• **Extracted entries**
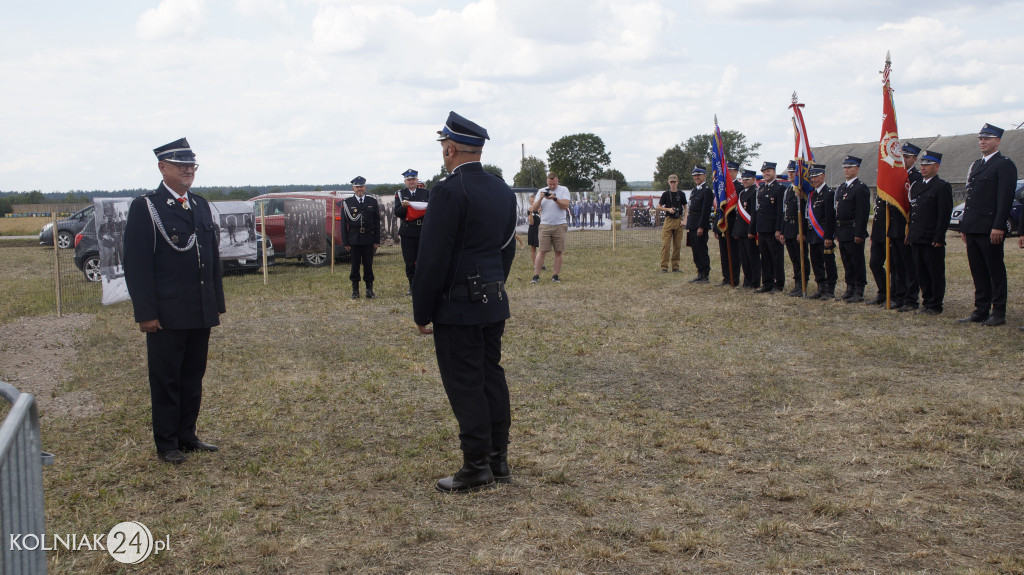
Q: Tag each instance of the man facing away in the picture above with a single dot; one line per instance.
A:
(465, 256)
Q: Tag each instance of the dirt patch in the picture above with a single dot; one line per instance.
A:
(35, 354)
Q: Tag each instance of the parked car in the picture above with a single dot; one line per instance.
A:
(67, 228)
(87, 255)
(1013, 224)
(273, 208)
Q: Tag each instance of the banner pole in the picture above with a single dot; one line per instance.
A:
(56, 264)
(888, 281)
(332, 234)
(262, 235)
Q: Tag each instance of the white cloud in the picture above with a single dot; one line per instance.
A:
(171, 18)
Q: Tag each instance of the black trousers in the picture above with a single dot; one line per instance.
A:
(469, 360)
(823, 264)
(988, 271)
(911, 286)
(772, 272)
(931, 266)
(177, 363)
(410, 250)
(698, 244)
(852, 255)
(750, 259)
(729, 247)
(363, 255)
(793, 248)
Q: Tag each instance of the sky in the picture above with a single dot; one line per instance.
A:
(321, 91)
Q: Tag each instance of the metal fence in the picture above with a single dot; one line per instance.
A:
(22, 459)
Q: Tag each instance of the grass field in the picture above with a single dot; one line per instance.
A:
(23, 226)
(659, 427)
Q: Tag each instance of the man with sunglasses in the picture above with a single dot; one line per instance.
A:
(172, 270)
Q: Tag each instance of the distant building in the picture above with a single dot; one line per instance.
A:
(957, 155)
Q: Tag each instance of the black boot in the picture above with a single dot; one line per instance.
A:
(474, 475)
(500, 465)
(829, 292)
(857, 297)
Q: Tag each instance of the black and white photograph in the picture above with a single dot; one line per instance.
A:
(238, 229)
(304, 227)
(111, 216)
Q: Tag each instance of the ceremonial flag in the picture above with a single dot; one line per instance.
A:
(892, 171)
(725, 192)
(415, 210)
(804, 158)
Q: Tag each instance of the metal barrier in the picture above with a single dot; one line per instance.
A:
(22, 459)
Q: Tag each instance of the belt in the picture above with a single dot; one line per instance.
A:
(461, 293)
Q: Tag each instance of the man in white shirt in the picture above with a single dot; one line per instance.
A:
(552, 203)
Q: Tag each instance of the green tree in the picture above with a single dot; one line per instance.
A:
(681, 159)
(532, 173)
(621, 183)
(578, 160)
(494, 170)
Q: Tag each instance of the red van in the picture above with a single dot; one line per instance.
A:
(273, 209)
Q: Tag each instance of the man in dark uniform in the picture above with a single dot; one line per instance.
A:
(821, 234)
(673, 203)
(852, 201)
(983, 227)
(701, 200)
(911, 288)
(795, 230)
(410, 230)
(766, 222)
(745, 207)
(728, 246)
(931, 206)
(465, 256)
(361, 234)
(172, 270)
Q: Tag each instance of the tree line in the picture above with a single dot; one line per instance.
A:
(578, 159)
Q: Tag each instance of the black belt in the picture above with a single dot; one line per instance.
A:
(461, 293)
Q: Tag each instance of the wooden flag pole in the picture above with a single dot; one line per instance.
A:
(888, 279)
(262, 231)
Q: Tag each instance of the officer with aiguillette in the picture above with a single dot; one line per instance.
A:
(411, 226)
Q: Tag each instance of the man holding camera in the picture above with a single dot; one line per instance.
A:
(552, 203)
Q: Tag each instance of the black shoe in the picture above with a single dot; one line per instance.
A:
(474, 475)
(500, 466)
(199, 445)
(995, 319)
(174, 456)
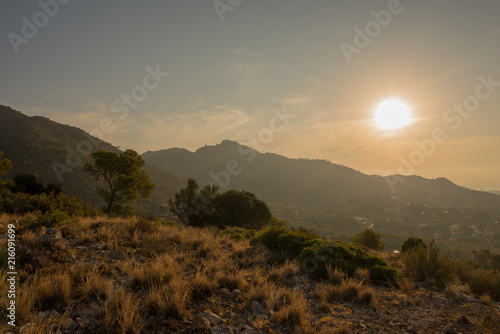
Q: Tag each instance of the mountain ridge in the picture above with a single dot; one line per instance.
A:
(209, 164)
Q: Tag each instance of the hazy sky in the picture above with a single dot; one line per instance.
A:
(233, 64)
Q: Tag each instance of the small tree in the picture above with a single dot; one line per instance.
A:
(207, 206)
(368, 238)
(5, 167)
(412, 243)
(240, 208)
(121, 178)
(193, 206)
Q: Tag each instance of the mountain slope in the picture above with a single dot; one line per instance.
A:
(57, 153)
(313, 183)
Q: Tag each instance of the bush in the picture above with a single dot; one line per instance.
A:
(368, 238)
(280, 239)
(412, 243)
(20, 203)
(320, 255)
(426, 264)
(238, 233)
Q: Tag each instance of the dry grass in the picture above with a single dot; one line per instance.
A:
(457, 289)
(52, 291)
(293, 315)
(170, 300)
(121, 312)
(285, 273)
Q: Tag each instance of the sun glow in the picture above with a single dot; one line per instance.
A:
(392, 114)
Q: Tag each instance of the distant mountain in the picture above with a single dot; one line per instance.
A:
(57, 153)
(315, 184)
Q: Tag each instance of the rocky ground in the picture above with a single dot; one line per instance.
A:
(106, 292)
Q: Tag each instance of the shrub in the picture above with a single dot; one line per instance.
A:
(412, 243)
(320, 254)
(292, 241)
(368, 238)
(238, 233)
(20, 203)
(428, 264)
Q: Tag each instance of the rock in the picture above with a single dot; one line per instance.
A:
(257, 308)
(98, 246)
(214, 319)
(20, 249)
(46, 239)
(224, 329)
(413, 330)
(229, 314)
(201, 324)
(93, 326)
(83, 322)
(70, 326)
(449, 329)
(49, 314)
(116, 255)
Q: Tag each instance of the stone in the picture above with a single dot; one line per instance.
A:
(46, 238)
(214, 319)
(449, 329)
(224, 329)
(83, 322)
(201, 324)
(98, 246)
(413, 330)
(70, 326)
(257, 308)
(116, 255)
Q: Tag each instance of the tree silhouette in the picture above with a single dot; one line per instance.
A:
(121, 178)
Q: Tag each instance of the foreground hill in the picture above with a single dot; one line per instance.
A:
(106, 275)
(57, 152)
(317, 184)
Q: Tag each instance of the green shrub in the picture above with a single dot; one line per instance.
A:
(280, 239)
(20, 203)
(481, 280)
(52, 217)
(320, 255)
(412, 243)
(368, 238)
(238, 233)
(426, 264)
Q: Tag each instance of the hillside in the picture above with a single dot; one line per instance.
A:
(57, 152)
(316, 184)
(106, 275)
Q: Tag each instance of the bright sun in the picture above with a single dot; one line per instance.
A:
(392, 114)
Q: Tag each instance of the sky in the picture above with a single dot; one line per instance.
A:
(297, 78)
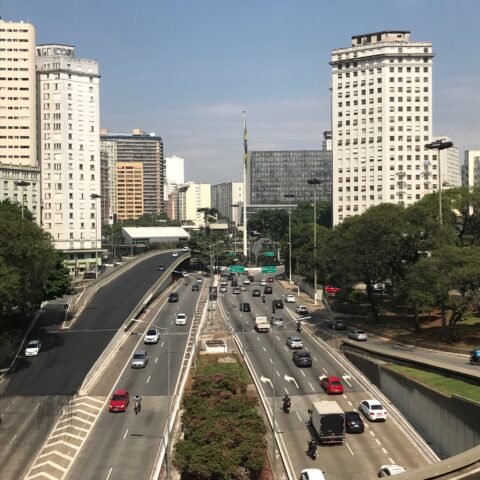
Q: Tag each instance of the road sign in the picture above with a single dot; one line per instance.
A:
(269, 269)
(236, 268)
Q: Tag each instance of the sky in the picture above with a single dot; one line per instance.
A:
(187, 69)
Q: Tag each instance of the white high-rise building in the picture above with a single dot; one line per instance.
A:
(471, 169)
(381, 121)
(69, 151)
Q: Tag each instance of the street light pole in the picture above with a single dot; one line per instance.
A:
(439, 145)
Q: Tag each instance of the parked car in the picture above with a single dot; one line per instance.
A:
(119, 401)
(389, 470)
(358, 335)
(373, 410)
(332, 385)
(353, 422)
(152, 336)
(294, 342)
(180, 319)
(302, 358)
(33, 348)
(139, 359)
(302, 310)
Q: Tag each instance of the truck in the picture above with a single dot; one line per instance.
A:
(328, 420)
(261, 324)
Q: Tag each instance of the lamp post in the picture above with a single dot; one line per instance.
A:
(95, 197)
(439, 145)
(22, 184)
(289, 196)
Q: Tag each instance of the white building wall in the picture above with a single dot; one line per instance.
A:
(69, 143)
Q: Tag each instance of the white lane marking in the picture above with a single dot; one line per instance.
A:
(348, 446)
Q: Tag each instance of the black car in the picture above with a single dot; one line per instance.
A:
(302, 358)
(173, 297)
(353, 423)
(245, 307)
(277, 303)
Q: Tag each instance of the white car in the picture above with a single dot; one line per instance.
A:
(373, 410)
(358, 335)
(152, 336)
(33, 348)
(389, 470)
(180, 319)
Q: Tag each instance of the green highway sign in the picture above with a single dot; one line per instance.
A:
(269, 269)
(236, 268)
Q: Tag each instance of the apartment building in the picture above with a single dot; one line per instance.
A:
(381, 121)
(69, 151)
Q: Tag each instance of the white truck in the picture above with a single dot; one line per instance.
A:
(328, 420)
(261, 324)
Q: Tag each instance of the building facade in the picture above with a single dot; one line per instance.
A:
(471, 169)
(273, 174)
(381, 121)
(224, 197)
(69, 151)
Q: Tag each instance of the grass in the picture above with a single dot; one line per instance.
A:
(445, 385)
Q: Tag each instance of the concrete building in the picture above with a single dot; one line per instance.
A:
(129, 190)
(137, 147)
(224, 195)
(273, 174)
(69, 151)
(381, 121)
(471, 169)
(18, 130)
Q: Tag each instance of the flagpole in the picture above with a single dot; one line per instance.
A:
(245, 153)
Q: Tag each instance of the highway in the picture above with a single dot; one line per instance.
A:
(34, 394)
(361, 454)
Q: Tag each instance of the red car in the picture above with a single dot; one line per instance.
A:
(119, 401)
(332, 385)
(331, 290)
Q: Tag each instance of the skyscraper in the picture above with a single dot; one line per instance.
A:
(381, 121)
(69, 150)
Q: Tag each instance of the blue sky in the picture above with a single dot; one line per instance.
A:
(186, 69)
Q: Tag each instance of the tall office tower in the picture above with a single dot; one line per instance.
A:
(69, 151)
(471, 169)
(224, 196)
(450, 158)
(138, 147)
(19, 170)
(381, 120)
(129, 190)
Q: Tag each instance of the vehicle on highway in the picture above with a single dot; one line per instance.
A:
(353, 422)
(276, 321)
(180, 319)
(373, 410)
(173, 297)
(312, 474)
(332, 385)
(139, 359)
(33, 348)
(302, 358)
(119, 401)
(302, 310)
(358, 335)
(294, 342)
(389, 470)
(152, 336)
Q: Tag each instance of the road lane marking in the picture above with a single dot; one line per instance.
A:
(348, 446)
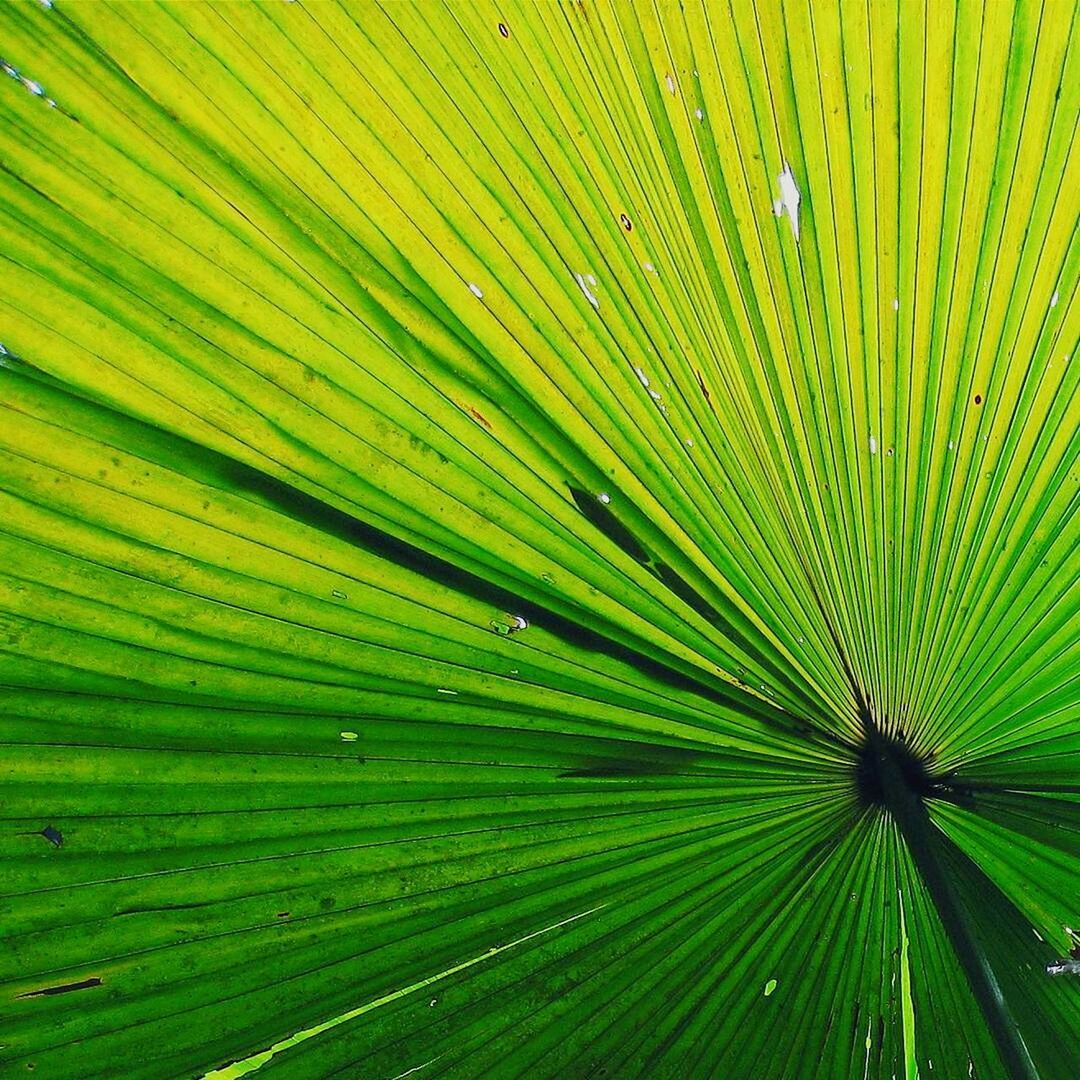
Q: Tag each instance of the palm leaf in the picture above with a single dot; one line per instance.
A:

• **Your instructions**
Transcribe only these lines, exactly: the first line of the listing, every line after it, and the line with "Q: Tag each instance of the black trousers", where the copy ends. Include no picture.

• **Reply**
Q: Tag each instance of the man facing away in the picture above with a single dot; one line per instance.
A:
(465, 256)
Q: Tag each instance of the dirt patch in the picture above with a single dot; one line per instance.
A:
(35, 354)
Q: Tag each instance of the parked car in the picture above with a single dot; one line per instance.
A:
(67, 228)
(87, 255)
(1013, 224)
(273, 208)
Q: Tag each instance of the banner pole in the picture above with a single dot; one line per instance.
A:
(56, 264)
(888, 281)
(332, 234)
(262, 235)
Q: Tag each instance of the white cloud in the picture above with a single dot; one line per instance.
A:
(171, 18)
Q: Tag each instance of the black trousers in the picture above with a single dot; one line per instance.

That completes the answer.